# [Texto seleccionado]

El contraste de dos realidades: una ciudad anormalmente apacible frente a un mundo virtual en pánico que sigue paso a paso el avance de una amenaza silenciosa.


Ciudad de Guatemala está en pausa. El día es luminoso, como siempre en este país. Una luz brillante que inunda la casa en las mañanas de un blanco bondadoso. Escucho unos pájaros piando y me doy cuenta de que no se oye nada más. No se escuchan vehículos transitar por la calle. No se escucha a gente hablando. Tampoco suena el barullo de niños del colegio la Patria gritando. Ni el los padres del niño del colegio la Patria bocinando. Una sensación de quietud inunda la atmósfera.

# [Información extraída]

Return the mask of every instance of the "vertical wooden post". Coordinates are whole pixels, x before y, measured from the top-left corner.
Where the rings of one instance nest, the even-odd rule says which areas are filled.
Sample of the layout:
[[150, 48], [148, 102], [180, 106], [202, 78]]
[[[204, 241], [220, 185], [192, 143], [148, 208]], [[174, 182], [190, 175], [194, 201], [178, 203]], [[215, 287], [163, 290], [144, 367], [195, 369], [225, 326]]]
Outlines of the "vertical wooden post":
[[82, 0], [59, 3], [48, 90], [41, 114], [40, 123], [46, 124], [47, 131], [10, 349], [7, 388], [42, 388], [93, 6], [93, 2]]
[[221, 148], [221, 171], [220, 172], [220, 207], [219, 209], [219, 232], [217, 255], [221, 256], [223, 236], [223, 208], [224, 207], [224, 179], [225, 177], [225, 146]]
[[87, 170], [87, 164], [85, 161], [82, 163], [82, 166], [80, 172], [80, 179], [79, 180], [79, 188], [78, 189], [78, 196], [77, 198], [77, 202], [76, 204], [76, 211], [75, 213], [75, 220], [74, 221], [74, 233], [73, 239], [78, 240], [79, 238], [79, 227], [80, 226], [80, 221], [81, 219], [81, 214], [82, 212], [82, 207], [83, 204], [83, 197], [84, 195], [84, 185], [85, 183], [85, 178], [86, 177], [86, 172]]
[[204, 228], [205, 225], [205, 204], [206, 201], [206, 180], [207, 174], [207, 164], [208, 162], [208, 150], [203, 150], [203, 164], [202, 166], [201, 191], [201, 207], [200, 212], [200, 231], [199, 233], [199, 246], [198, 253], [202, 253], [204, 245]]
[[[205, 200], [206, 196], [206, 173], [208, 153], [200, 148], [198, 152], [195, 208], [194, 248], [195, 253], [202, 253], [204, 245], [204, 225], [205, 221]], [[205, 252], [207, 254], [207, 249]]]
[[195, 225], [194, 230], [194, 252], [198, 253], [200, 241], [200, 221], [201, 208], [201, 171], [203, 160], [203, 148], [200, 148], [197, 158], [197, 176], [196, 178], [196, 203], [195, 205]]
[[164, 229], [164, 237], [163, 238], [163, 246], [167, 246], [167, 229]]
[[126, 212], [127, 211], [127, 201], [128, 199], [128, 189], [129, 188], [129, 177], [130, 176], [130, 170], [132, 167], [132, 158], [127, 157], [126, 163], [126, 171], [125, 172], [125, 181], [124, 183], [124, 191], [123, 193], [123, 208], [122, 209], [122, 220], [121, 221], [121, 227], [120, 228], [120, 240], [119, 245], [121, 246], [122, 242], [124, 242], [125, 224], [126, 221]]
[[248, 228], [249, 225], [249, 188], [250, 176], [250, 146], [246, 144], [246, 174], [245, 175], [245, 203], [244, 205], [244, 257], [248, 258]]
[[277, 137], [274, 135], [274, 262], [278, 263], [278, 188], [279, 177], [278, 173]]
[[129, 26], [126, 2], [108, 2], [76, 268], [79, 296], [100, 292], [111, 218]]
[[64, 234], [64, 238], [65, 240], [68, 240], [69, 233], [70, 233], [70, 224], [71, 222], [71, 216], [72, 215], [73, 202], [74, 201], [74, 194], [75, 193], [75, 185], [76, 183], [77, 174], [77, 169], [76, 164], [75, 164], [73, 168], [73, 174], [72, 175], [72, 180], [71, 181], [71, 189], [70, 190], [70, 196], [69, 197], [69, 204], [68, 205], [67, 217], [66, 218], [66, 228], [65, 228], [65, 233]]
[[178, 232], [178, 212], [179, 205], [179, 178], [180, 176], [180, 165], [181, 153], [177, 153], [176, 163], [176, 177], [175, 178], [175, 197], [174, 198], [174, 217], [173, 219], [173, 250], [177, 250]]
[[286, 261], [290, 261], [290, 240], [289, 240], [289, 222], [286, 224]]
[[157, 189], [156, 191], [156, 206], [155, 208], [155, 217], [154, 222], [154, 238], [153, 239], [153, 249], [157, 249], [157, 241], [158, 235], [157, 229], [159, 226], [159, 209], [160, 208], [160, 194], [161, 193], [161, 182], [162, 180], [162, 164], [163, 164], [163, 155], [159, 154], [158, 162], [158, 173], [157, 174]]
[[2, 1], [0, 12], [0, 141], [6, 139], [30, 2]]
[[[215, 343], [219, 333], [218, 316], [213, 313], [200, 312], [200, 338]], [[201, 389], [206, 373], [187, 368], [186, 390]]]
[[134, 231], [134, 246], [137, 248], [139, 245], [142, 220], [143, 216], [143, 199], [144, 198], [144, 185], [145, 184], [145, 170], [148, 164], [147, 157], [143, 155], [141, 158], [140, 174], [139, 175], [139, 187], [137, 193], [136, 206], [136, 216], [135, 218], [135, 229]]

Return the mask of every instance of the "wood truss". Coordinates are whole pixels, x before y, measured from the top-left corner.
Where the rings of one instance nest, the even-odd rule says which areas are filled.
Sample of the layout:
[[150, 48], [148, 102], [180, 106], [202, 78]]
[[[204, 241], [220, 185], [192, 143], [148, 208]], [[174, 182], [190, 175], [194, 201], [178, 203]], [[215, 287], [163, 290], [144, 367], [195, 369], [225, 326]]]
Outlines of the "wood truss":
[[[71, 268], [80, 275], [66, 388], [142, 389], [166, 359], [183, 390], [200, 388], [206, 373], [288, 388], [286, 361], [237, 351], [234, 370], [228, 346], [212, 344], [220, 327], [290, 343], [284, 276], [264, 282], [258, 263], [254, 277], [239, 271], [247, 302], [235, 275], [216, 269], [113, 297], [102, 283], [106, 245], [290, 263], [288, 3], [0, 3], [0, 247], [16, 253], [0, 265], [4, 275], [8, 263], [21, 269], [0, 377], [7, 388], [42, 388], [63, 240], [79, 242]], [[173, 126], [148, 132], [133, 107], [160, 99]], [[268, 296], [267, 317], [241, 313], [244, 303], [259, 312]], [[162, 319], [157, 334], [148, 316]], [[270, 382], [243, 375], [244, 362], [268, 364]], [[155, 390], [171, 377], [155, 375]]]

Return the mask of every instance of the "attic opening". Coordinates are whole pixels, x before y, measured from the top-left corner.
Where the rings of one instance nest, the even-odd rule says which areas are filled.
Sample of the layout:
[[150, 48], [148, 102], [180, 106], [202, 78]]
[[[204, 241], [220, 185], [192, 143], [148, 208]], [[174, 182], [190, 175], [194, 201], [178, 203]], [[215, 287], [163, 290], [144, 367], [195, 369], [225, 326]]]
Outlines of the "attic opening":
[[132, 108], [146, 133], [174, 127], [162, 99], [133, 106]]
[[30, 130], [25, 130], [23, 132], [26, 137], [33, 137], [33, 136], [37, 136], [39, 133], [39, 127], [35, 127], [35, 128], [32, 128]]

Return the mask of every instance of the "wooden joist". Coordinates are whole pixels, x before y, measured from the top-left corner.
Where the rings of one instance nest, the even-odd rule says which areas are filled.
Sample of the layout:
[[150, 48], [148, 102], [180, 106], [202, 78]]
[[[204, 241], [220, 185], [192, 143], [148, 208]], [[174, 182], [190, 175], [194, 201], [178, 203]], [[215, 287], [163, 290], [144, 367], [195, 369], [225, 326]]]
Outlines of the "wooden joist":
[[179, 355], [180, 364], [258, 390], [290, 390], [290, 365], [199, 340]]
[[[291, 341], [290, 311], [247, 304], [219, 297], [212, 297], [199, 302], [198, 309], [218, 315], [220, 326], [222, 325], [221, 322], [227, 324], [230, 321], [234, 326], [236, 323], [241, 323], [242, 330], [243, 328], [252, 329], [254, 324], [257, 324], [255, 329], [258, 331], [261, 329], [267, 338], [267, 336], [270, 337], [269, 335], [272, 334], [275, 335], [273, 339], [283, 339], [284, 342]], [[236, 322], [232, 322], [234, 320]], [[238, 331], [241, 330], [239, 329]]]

# [Comprueba tu comprensión]
(a) Extrae del texto sobre Ciudad de Guatemala el fragmento que va desde "El contraste de" hasta "una amenaza silenciosa.".
(b) Indica si cada afirmación coincide con el texto sobre Ciudad de Guatemala. Responde sí o no y cita las palabras del texto que lo deciden: (i) el día en la ciudad está nublado; (ii) se oyen pájaros; (iii) se escuchan vehículos por la calle.
(c) Continúa el texto sobre Ciudad de Guatemala a partir de su última oración.

# [Respuestas del ejercicio]
(a)
El contraste de dos realidades: una ciudad anormalmente apacible frente a un mundo virtual en pánico que sigue paso a paso el avance de una amenaza silenciosa.

(b)
(i) No: "El día es luminoso, como siempre en este país."
(ii) Sí: "Escucho unos pájaros piando"
(iii) No: "No se escuchan vehículos transitar por la calle."

(c)
Las restricciones del presidente Alejandro Giammattei sobre la movilidad de las ciudadanas han coincidido con las recomendaciones internacionales para enfrentar al coronavirus. No salir. Tratar de evitar a toda costa el contacto humano. Esto ha hecho que todos los habitantes, prácticamente del planeta, estemos recluidos en nuestras casas. 

El mundo entero está en cuarentena.

Es un silencio apocalíptico. Un capítulo de Black Mirror. Un futuro distópico dominado por la tecnología en el que un virus desbarajusta el orden internacional. Pero es ahora. Estamos viviendo una pandemia a tiempo real, algo que no había sucedido desde que tenemos conocimiento y nunca, eso definitivamente, con tal nivel de información.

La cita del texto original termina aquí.